WHAT THE EXERCISE ASKS:
In the records, change "stool" to "chair" and leave everything else as it is. Start at the line that has "[point] red plastic" and stop after the line that has "Target: clear blue sky".

MATERIAL TO PROCESS:
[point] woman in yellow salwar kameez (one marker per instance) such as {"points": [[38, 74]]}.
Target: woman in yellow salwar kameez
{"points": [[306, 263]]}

* * *

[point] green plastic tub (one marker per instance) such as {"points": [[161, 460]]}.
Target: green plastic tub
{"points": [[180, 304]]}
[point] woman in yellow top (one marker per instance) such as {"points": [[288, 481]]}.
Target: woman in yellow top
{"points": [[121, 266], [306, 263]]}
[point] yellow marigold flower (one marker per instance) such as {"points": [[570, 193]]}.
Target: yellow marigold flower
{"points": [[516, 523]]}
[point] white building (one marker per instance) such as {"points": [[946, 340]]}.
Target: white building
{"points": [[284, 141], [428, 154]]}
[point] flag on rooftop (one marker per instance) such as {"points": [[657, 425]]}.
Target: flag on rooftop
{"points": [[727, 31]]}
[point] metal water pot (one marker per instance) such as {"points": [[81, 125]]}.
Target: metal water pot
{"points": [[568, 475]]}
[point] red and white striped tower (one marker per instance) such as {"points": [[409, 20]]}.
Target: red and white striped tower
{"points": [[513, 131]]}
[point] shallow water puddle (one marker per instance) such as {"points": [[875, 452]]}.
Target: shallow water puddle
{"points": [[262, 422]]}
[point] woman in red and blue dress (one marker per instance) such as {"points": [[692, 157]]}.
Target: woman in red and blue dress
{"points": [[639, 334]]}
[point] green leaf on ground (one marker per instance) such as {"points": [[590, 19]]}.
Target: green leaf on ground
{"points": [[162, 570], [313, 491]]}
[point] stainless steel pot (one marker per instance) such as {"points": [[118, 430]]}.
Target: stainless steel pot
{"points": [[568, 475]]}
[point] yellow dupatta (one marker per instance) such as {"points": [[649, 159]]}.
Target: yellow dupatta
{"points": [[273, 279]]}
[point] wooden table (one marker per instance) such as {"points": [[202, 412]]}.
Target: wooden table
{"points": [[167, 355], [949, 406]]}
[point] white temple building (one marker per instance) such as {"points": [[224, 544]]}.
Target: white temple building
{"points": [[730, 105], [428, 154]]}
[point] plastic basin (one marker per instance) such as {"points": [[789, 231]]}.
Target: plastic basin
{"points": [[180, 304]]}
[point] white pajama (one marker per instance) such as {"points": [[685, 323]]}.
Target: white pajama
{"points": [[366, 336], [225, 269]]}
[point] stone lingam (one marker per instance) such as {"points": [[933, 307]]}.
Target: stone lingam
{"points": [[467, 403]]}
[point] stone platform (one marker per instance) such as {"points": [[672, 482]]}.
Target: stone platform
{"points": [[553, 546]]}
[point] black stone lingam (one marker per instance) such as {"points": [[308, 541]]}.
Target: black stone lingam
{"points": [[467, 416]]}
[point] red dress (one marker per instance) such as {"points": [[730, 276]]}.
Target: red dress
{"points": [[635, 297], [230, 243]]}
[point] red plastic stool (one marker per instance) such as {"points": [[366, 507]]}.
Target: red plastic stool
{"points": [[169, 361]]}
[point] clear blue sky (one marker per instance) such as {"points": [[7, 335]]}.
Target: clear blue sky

* * *

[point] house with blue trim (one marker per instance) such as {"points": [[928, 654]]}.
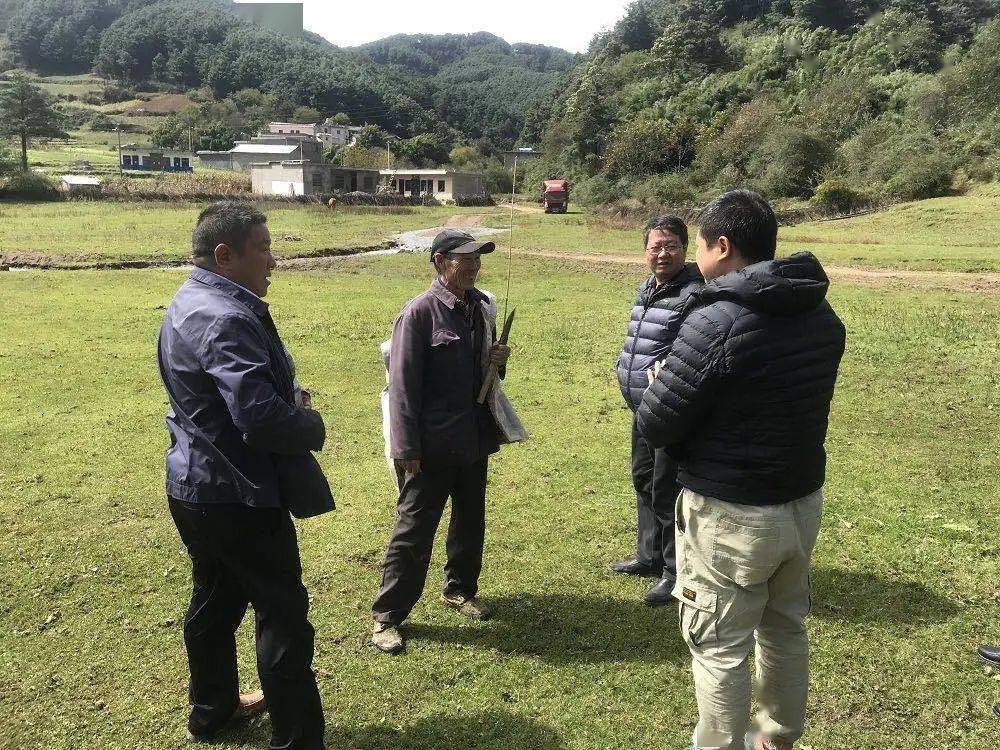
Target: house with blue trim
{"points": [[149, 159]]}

TASK SOLUTION:
[point] red plastic chair (one marker per instance) such as {"points": [[366, 507]]}.
Target: red plastic chair
{"points": [[169, 361]]}
[point] clear blue sky (one marker per instance) such as {"points": [[7, 335]]}.
Target: clear blue sky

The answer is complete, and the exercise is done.